── PROVIDED RECORDS ──
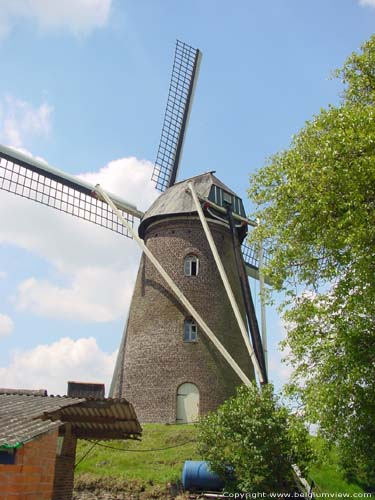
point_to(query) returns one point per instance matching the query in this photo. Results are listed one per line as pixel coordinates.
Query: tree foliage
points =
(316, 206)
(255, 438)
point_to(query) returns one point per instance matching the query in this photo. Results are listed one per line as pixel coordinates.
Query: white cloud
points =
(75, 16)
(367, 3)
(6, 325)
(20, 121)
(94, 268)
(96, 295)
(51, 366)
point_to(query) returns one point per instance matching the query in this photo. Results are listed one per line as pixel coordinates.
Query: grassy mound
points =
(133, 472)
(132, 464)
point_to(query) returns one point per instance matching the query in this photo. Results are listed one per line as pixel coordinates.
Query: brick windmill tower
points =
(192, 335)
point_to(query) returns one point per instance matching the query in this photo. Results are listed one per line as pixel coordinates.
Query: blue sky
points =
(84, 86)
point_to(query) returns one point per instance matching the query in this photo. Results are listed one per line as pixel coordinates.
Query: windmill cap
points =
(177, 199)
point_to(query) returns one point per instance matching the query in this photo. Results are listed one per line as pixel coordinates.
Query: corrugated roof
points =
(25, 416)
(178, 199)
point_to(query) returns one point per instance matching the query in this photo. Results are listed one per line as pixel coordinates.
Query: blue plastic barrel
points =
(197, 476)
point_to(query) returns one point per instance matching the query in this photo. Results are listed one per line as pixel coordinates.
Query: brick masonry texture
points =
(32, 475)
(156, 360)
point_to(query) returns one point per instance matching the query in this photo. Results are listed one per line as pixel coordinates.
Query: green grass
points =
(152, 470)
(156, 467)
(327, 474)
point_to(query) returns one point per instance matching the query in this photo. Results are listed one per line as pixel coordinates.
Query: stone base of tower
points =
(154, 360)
───
**WHAT TO DO:** Whenever the string "tower" turns up in a line above, copy that line out.

**WORKED SOLUTION:**
Query: brick windmill tower
Query: stone base of tower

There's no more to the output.